Items from a dataset:

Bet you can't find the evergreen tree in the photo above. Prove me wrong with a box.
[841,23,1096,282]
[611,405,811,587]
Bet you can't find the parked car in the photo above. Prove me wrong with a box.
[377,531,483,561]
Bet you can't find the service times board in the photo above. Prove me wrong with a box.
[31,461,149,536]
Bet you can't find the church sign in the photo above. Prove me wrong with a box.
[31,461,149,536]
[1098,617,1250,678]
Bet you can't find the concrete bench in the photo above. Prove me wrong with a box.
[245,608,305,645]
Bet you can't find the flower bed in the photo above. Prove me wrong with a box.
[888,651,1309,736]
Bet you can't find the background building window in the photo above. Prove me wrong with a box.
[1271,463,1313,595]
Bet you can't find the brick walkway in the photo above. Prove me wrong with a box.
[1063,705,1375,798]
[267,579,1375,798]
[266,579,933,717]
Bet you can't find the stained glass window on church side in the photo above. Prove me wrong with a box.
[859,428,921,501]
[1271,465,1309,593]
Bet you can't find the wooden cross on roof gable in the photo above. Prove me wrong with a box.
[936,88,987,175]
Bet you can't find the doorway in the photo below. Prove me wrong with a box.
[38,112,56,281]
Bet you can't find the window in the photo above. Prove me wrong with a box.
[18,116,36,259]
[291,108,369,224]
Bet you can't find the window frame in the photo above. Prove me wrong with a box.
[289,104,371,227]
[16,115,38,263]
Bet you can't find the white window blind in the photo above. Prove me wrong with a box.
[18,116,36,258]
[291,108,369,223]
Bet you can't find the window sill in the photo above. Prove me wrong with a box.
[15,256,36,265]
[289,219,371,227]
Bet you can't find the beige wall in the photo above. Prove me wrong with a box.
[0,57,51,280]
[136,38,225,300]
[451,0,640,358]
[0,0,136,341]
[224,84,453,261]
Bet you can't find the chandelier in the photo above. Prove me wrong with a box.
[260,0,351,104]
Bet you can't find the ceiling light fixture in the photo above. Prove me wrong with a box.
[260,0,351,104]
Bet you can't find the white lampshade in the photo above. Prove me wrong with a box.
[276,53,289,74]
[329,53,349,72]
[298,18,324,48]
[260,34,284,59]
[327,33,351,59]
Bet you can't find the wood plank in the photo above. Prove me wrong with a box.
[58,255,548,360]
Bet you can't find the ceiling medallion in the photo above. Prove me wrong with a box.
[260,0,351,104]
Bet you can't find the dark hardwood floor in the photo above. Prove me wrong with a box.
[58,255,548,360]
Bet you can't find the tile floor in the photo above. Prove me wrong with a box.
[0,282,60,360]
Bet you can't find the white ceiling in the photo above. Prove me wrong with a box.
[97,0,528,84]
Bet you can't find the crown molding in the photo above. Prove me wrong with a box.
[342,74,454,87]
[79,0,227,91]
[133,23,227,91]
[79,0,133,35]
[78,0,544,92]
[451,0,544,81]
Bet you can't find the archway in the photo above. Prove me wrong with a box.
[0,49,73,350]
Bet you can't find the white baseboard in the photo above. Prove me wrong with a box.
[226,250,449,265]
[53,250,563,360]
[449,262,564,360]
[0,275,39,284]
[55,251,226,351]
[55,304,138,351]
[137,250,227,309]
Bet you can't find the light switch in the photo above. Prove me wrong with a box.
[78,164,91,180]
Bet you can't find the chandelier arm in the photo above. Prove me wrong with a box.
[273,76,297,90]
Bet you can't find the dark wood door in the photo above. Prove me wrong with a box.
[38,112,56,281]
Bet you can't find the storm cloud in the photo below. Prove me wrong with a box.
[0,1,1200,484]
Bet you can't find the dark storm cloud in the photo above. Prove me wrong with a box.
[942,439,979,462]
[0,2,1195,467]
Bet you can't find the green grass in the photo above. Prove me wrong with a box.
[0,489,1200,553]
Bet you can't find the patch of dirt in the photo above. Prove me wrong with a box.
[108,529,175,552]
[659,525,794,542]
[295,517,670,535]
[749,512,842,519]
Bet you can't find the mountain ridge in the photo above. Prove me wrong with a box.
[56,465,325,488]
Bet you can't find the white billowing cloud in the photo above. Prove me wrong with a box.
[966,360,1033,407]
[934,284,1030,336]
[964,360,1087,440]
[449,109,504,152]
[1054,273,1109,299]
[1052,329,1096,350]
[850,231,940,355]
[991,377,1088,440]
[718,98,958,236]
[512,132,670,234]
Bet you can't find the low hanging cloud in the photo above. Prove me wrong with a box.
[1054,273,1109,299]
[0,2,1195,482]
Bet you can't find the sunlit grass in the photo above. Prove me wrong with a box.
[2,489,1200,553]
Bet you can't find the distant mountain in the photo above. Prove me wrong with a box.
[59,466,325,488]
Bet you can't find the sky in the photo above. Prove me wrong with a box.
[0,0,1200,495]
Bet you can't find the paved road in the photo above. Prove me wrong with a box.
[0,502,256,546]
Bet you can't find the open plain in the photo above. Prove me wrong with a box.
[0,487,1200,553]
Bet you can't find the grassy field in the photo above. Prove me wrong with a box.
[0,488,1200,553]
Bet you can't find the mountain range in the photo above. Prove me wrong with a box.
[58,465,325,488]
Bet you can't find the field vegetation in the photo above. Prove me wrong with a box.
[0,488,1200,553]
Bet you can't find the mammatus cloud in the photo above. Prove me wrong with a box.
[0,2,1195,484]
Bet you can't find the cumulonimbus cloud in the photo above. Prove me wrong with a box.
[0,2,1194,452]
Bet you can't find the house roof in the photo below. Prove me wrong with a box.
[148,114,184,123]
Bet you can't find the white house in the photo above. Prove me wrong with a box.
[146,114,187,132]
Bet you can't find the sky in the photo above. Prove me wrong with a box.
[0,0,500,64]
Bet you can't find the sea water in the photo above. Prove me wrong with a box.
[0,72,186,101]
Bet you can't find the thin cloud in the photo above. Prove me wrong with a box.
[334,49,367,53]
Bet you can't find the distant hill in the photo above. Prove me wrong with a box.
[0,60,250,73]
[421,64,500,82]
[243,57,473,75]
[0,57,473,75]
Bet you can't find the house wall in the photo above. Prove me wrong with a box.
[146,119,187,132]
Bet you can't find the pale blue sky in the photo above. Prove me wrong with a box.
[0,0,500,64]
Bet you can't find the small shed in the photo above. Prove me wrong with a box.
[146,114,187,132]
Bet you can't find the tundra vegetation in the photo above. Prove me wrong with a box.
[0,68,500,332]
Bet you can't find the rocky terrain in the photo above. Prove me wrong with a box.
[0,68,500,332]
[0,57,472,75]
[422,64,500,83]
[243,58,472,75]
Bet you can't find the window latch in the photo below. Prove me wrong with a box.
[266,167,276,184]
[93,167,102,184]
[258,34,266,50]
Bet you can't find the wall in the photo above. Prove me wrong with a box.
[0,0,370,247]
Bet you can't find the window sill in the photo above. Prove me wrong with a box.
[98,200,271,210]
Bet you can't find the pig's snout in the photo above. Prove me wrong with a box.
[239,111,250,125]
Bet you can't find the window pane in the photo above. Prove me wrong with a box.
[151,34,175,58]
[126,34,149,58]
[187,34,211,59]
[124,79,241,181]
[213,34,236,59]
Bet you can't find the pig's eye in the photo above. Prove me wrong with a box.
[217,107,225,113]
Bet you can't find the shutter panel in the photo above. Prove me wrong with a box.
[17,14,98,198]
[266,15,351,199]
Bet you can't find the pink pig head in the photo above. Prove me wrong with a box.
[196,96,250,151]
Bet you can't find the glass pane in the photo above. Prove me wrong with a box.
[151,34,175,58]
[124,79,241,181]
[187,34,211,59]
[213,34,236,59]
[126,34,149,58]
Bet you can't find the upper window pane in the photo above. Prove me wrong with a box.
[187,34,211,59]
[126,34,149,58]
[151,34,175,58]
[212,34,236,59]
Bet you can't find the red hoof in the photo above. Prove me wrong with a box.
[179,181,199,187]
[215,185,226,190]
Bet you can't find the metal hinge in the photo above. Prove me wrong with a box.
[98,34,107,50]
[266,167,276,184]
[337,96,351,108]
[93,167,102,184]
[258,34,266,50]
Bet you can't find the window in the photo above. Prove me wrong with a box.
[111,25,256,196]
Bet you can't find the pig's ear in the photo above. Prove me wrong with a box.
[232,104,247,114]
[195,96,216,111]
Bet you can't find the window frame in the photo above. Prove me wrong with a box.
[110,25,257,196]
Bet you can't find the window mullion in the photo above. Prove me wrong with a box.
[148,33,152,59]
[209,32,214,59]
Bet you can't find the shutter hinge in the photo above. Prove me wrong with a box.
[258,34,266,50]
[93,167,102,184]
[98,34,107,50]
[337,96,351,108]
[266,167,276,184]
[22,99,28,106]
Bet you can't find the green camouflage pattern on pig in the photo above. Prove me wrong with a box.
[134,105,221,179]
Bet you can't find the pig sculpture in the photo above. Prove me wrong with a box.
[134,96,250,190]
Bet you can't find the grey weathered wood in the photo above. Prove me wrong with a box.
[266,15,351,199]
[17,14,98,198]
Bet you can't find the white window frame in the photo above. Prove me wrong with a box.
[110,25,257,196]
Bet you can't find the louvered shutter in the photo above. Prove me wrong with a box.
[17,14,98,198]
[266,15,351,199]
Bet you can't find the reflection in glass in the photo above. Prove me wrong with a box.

What the exercise asks:
Starting at the beginning of the data and ending at the line that contains "[377,531,483,561]", lay out those lines as a JSON list of strings with one string per line. Leave out any blank lines.

Final result:
[
  "Bet you can't find the evergreen tree in the photo above. Prove me wrong with a box.",
  "[841,23,1096,282]",
  "[611,405,811,587]",
  "Bet you can't find the parked car in the photo above. Prove me wrong with a box.",
  "[377,531,483,561]"
]